##### Records shown #####

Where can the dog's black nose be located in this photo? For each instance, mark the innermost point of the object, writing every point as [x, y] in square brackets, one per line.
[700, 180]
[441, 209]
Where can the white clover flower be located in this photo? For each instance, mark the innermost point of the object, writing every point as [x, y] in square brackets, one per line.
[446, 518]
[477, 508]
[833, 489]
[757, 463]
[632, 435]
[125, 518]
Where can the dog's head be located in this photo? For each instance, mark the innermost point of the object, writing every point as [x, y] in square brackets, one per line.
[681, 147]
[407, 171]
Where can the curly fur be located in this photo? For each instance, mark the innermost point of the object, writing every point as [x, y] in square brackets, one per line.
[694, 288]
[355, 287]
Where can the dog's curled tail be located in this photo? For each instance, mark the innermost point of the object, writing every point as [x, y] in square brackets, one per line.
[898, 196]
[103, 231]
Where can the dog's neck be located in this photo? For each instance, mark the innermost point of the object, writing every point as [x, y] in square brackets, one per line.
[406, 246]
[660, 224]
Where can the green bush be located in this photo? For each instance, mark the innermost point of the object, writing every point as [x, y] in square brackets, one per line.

#####

▶ [Exercise task]: Reproduce the data above verbatim, line by line, without any alteration.

▶ [Written response]:
Where can the dog's black nose be located in this photo? For each instance, mark the innermost point of the object, writing every point as [x, y] in square brackets, one per line.
[700, 180]
[441, 209]
Where can the white clover flower be located in this photo? For each instance, mark the innermost point of the object, writing every point as [x, y] in square brackets, one per line.
[446, 518]
[477, 508]
[833, 489]
[757, 463]
[632, 435]
[125, 518]
Where can the dog's head be located in this photo? For each instance, mark the innermost point of the object, writing every point as [x, y] in square brackets, one per line.
[681, 147]
[407, 171]
Where can the curly fur be located in this photo? For each instance, mark the innermost point of the object, writing every point as [x, y] in square brackets, one per line.
[694, 288]
[355, 287]
Where can the dog's curled tail be located in this photo? For each instance, mark the innermost point of the object, writing every point as [x, y] in square brackets, one per line.
[898, 196]
[103, 231]
Where can the dog's neck be located in this photo? For each instance, mark the innermost point of the object, writing every point as [x, y] in square brackets, one per line.
[406, 246]
[660, 224]
Where can the green bush be located in this photo? For each instance, mark the innermost point of the object, writing every point as [x, y] in square brackets, one per line.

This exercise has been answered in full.